Activity: Return, word for word, only the lines of the data below that lie between the line with "blurred green background" and the line with "# test: pointer returns one pin per instance of the patterned", those two lines included.

Dataset records below:

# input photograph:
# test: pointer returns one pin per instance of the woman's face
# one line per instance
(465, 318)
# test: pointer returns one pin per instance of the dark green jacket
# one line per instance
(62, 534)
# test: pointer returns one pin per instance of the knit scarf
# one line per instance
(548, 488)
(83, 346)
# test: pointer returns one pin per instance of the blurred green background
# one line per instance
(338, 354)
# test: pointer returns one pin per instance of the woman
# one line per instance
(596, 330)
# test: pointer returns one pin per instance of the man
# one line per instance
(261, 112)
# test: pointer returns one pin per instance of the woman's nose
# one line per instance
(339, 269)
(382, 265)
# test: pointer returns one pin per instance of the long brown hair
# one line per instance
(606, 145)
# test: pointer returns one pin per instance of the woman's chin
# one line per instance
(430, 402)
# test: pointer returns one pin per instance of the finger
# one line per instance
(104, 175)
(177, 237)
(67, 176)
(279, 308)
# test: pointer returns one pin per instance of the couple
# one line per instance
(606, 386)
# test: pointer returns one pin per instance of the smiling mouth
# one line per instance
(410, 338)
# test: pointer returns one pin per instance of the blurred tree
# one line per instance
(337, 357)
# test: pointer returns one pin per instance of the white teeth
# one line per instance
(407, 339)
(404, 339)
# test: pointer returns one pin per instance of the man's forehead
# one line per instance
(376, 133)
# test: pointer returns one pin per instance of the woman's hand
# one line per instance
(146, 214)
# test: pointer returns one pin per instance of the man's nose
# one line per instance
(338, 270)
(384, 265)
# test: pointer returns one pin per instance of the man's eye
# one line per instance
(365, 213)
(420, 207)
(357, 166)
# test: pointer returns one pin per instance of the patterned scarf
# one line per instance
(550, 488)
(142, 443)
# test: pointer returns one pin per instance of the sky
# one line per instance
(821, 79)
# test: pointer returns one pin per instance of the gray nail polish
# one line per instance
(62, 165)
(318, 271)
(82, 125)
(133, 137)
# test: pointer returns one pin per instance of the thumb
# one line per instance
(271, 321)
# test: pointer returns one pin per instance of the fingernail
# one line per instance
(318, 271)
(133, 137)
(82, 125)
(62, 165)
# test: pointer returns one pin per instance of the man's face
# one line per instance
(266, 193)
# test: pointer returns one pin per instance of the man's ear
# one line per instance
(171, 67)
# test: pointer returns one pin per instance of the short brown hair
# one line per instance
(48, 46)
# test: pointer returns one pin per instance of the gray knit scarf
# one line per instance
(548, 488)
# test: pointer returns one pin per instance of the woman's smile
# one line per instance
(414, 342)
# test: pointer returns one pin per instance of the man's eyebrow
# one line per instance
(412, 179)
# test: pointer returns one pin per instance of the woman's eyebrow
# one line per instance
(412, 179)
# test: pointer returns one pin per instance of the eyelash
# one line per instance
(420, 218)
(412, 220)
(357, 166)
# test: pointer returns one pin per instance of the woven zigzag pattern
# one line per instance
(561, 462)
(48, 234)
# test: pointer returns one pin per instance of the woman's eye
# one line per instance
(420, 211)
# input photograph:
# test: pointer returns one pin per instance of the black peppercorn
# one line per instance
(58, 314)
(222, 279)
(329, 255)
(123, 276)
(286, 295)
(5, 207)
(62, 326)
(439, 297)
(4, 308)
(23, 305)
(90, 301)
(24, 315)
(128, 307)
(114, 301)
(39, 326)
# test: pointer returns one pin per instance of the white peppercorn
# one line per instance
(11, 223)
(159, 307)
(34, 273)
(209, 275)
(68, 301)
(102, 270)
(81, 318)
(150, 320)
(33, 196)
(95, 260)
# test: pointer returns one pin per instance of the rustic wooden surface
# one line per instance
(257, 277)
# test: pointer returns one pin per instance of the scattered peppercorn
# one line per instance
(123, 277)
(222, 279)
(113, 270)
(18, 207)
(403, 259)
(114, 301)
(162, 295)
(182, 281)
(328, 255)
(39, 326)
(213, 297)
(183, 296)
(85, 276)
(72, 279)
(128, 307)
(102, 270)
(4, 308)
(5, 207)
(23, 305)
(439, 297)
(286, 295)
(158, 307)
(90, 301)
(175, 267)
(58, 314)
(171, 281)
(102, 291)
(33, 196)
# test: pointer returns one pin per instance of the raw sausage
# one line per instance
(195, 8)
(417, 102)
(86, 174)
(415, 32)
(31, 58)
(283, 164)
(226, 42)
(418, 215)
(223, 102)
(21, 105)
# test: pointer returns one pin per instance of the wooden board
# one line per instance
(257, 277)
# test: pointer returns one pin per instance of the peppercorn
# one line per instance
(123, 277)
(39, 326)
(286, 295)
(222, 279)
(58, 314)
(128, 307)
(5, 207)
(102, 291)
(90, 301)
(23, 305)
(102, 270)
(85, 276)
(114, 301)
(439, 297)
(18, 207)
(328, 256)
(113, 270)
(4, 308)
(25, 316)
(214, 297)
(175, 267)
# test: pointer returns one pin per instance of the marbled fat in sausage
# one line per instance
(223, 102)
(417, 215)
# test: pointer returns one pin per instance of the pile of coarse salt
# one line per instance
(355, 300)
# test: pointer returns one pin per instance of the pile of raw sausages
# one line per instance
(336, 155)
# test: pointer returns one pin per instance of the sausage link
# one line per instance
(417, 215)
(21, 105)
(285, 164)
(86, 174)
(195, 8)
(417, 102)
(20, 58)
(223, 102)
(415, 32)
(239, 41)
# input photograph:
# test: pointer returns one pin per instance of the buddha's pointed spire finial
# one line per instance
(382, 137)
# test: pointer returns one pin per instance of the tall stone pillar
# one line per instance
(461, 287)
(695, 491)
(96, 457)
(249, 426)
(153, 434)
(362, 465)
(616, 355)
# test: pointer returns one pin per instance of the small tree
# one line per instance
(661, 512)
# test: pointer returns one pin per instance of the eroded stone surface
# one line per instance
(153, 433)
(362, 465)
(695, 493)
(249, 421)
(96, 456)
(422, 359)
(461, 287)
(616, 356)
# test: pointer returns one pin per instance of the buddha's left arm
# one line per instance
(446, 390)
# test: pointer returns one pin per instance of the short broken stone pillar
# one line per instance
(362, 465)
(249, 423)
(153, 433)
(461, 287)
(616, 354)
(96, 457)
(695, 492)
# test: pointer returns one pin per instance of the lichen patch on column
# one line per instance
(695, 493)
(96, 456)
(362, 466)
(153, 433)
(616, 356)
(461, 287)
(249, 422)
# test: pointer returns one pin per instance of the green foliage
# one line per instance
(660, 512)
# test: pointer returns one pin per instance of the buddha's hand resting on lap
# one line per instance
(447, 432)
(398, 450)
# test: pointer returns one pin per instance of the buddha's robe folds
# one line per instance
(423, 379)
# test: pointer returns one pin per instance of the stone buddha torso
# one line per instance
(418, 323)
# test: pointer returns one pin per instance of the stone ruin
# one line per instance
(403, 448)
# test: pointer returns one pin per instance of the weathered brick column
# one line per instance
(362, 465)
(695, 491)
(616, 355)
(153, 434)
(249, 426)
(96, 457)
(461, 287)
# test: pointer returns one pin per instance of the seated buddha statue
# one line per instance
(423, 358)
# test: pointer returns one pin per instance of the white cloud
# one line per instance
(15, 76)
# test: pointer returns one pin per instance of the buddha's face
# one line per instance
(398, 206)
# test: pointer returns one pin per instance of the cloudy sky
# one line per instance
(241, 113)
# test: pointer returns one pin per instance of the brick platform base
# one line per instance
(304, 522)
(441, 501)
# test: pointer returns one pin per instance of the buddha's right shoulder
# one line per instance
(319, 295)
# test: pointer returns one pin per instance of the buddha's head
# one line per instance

End of Dataset records.
Dataset records below:

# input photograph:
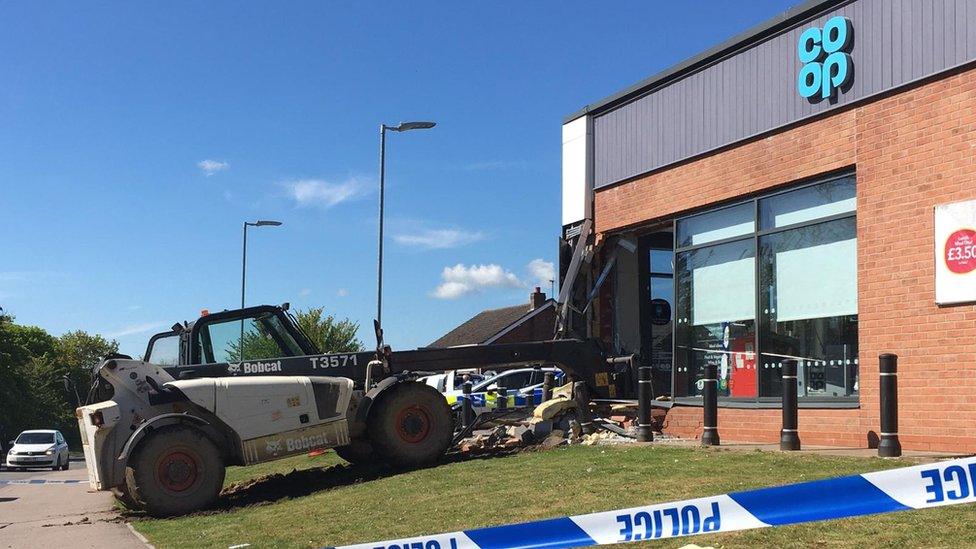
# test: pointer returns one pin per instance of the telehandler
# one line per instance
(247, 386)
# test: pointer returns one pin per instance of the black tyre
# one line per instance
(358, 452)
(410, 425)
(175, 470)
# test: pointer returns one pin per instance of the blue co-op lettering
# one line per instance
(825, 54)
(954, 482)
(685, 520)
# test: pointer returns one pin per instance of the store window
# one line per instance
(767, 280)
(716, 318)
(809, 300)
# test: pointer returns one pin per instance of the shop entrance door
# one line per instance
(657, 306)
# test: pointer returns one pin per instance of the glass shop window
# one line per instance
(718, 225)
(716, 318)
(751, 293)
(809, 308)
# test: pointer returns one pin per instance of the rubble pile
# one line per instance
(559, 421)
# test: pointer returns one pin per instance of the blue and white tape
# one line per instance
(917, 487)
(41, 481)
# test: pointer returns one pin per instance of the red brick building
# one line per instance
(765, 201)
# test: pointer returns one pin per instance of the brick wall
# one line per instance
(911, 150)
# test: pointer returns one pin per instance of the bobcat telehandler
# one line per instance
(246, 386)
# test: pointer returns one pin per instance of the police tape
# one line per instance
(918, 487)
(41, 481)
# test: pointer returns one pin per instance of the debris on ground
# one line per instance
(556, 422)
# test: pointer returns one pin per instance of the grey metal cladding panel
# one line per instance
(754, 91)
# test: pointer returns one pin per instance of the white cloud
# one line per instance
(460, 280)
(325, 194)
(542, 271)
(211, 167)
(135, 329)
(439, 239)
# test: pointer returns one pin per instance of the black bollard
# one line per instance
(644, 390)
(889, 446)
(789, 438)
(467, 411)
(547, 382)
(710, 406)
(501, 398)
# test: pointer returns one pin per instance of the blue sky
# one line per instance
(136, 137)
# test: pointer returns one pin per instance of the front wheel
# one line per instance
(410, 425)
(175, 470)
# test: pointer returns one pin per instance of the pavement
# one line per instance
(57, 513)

End of Dataset records.

Result:
# test: pointer returns one pin per instance of the blurred green background
# one line per instance
(338, 354)
# test: pointer returns one pin per instance of the woman
# one line per instance
(596, 330)
# test: pointer returns one pin per instance of the man
# one line per instance
(261, 112)
# test: pointer returns one pin per instance of the woman's nose
# one line per instance
(339, 269)
(382, 265)
# test: pointer returns one pin per instance of the long brown hair
# one line per instance
(606, 145)
# test: pointer returns one pin per instance of the woman's chin
# one line per instance
(430, 402)
# test: pointer returns one pin per instance of the finger
# one line per instance
(104, 175)
(177, 237)
(67, 176)
(279, 308)
# test: pointer returns one pin per instance of the couple
# one line per instance
(606, 386)
# test: pointer returns one pin per instance of the smiling mouth
# one line per instance
(410, 338)
# test: pointer returns one pin per instance of the blurred tree
# one line per instance
(337, 357)
# test: pointer returns one pin per instance of the white teeth
# one line per instance
(407, 339)
(404, 339)
# test: pointer returns one pin per instance of the man's forehead
# one line per instance
(376, 133)
# test: pointer returns one pin per instance of the woman's hand
# one line per instance
(146, 214)
# test: pointer returns one pin per instance of the man's nose
# one line per instance
(338, 270)
(384, 265)
# test: pointer returns one pin per instance of the man's eye
# one line per instance
(365, 213)
(420, 207)
(357, 166)
# test: pointer returns one pin per instance of the patterned scarf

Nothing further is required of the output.